- [What the task asks]: Rewrite the material from its first line through the line containing "column 443, row 304", swapping "tiled floor" for "stone floor" and keeping everything else the same. Give only those lines.

[Rows from a pointing dataset]
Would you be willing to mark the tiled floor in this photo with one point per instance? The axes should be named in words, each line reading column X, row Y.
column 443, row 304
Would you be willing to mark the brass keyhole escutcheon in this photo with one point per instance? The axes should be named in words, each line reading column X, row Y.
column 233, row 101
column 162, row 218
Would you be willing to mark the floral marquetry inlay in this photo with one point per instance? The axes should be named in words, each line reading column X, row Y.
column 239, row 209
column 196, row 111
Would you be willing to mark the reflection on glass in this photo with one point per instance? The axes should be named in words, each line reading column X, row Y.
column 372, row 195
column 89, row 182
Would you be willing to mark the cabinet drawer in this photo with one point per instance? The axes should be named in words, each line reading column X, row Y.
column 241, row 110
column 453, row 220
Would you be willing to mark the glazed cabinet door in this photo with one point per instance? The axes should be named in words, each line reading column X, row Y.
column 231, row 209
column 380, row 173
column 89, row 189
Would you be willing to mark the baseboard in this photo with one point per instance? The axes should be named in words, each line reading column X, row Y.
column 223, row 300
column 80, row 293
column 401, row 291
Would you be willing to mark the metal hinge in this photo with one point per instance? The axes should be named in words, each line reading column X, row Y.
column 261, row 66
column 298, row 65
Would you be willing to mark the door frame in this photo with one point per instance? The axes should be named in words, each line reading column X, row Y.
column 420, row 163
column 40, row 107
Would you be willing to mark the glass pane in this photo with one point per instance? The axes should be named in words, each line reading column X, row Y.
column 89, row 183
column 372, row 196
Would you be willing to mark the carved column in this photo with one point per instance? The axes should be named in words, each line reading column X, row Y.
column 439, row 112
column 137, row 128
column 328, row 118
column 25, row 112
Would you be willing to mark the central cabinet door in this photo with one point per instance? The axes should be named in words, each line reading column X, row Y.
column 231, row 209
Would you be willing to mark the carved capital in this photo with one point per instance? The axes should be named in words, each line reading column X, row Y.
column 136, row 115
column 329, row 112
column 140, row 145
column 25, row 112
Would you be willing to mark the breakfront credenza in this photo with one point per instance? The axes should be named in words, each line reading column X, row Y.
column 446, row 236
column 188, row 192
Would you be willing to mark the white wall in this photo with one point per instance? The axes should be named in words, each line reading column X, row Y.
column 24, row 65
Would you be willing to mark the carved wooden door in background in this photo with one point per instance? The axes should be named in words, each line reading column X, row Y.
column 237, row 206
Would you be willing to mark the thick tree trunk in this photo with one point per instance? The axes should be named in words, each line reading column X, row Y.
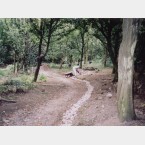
column 125, row 70
column 37, row 69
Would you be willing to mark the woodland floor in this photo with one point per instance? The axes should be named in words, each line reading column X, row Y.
column 46, row 104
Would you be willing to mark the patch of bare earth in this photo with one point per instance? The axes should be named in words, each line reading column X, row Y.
column 48, row 104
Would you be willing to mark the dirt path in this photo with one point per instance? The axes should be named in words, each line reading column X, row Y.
column 89, row 100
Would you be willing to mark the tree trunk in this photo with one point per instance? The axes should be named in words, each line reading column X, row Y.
column 105, row 57
column 39, row 61
column 125, row 70
column 82, row 51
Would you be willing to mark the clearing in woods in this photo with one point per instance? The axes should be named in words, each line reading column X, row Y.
column 89, row 100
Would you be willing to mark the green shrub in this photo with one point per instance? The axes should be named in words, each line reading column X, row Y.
column 42, row 78
column 15, row 85
column 2, row 73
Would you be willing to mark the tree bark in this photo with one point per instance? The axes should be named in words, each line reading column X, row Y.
column 82, row 51
column 39, row 57
column 125, row 70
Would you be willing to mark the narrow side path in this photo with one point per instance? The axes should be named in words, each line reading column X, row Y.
column 70, row 114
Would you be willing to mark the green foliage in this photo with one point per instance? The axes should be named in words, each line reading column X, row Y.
column 18, row 84
column 42, row 78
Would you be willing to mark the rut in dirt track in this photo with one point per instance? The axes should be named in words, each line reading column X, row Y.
column 66, row 92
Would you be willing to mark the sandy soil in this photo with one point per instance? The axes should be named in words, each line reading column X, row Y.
column 47, row 104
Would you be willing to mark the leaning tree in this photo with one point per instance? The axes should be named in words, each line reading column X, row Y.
column 125, row 69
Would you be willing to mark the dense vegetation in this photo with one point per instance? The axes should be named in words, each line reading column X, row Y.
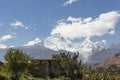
column 19, row 66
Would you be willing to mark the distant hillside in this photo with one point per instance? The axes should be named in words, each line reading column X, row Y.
column 112, row 62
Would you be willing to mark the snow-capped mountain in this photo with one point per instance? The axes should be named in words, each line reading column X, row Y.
column 56, row 43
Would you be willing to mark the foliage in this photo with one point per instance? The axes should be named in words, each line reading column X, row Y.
column 70, row 66
column 17, row 62
column 4, row 76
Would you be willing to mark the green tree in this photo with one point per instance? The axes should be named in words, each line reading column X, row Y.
column 70, row 66
column 17, row 62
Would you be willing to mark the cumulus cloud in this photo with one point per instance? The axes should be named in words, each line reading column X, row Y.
column 3, row 46
column 17, row 24
column 86, row 27
column 6, row 37
column 34, row 42
column 69, row 2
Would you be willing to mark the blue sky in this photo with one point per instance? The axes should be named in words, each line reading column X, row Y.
column 38, row 18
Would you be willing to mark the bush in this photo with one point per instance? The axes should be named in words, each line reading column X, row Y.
column 4, row 77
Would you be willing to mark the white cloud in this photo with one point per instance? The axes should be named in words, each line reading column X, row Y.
column 86, row 27
column 17, row 24
column 85, row 48
column 34, row 42
column 6, row 37
column 69, row 2
column 3, row 46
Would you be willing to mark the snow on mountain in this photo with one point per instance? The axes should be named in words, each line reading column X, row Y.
column 57, row 42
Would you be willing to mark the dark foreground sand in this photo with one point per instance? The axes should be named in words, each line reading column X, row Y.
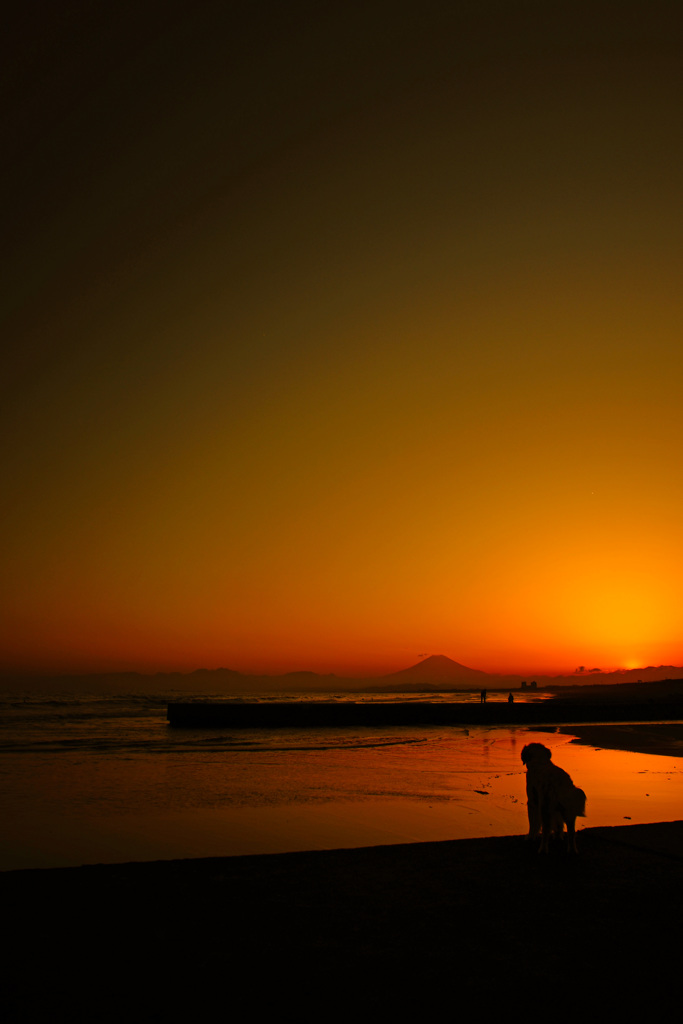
column 463, row 928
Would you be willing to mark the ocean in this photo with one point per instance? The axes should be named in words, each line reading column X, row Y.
column 91, row 778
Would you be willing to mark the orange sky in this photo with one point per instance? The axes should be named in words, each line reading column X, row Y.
column 336, row 338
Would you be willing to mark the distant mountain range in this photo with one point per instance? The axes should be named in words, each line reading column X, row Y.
column 434, row 673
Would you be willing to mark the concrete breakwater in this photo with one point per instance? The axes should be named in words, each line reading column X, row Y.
column 310, row 714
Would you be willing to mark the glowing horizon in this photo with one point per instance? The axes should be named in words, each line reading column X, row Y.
column 382, row 357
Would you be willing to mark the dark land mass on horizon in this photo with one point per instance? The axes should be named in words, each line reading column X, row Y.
column 436, row 673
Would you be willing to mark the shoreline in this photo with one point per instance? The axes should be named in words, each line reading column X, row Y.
column 247, row 715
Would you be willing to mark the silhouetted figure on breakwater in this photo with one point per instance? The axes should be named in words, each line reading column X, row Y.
column 552, row 799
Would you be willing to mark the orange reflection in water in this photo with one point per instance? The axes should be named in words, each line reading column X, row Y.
column 622, row 786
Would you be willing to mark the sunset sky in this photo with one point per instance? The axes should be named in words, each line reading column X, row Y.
column 339, row 334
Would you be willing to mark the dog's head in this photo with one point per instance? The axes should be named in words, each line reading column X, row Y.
column 536, row 754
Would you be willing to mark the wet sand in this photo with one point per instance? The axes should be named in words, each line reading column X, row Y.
column 665, row 738
column 466, row 927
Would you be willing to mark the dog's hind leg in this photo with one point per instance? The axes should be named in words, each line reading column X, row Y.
column 571, row 835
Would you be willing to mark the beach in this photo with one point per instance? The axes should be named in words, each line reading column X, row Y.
column 379, row 930
column 400, row 928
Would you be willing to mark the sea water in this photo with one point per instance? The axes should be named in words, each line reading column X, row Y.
column 88, row 778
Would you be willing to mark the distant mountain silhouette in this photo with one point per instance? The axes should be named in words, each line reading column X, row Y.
column 436, row 672
column 437, row 669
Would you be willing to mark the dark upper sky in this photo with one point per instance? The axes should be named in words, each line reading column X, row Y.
column 338, row 333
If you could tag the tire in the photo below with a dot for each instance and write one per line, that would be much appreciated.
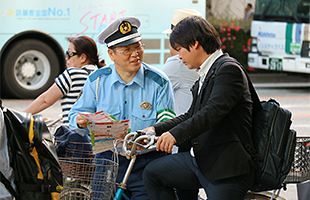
(30, 67)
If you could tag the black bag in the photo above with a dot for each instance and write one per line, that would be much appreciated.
(274, 141)
(36, 170)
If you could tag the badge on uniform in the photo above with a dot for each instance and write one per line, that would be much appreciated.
(125, 27)
(146, 105)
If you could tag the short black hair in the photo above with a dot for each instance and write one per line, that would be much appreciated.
(192, 29)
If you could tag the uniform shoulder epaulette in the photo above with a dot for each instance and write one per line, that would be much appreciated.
(100, 72)
(155, 76)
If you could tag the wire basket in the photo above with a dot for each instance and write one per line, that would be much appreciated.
(88, 178)
(300, 170)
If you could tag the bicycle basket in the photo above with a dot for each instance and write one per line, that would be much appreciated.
(300, 170)
(88, 178)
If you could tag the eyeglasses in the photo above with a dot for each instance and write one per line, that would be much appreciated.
(128, 51)
(70, 54)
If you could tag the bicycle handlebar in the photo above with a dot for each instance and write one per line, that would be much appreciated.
(139, 142)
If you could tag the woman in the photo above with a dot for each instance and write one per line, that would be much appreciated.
(82, 59)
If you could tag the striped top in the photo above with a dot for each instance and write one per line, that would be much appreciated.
(71, 83)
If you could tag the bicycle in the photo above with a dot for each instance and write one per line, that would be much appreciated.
(133, 145)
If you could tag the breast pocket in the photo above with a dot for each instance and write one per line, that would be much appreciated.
(142, 119)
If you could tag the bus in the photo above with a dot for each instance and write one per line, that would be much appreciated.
(33, 35)
(280, 33)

- [Solution to this problem]:
Would you be willing to mark the stone floor in this photo with one point per instance? The axes should be named in words, each line reading column X, row Y.
column 443, row 304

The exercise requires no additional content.